**Data for this exercise**.
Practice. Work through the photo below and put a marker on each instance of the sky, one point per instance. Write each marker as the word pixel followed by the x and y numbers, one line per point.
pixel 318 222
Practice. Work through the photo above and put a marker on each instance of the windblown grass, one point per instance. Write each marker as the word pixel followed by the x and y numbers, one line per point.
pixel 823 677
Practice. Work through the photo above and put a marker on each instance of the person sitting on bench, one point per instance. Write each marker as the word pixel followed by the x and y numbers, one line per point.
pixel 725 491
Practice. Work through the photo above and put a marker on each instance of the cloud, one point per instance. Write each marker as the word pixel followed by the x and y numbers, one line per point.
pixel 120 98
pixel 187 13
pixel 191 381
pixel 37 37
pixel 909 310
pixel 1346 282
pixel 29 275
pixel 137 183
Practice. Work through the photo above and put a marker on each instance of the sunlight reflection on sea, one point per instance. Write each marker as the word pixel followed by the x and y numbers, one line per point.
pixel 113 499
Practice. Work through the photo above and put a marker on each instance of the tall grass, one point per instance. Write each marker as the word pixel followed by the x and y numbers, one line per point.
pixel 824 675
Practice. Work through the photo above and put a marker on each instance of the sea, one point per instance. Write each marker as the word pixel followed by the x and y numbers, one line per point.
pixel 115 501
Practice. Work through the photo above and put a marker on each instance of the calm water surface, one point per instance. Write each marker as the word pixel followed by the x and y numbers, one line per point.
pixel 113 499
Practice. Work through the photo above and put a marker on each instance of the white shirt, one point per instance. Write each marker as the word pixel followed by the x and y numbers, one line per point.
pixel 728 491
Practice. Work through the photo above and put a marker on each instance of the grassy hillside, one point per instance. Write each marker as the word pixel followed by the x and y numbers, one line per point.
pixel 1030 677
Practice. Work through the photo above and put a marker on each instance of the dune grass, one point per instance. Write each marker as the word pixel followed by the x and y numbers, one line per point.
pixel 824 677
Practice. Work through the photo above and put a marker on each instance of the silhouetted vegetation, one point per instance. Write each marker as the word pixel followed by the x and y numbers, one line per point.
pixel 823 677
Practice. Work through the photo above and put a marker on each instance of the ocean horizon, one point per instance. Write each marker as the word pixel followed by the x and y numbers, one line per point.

**Goal**. Could you print every line from the one containing "the cloud, one" down to the one containing "pixel 29 275", both included, reproducing each exactly as it appears?

**Exercise result**.
Practice. Work through the photo above and put a marker on each instance of the cloud, one point per instance. Write each marker as the word pixel followed by the x and y numbers, one line per point.
pixel 120 98
pixel 187 13
pixel 191 381
pixel 37 37
pixel 909 310
pixel 1346 282
pixel 29 275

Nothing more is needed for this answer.